### [Excerpt]
+-------+

A warning sign near a fracking well in the Greater Chaco area.
A warning sign near a fracking well in the Greater Chaco area. Kendra Chamberlain

By Hannah Grover

The Water Quality Conservation Commission is set to vote on a rule that will allow pilot projects to seek groundwater discharge permits for produced water — a byproduct of oil and gas extraction. Under the terms the commission agreed upon during a meeting this week, other discharges of produced water would not be allowed, at least not until after 2030.

Discharge permits allow for wastewater to be disposed of in ways that are intended to protect water resources.

While most of the discussion during deliberations this week focused on produced water, the final rule encompasses other forms of wastewater reuse as well.

The rulemaking stems from a petition by the New Mexico Environment Department that initially called for a prohibition on discharge permits for produced water. The commission considered a full ban on discharging produced water, but that motion failed on a 4-4 vote. 

During deliberations, the commission debated whether in the future there may be ways to safely treat produced water for use outside of the oilfields. Because of that, the commissioners chose to set a December 2030 sunset date for the rulemaking. 

During deliberations, Commissioner William Brancard advocated for the sunset date, which he said would allow the department and the commission to evaluate in a few years if the technology has reached the point to allow for regulations of produced water.

+-------+

### [Exercise tasks]
(A) Answer these questions about the article on produced water:
(i) Which agency's petition started the rulemaking?
(ii) What was the vote count on the motion for a full ban on discharging produced water?
(iii) What sunset date did the commissioners set for the rulemaking?
(B) List every person named in the article on produced water.
The material is not needed for this work.

### [Information supplied]
+-------+

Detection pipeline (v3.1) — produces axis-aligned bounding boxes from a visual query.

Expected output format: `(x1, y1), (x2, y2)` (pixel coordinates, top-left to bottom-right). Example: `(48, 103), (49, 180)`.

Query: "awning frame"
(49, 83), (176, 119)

+-------+

### [Set of answers]
(A)
(i) The New Mexico Environment Department
(ii) 4-4
(iii) December 2030

(B)
Kendra Chamberlain
Hannah Grover
William Brancard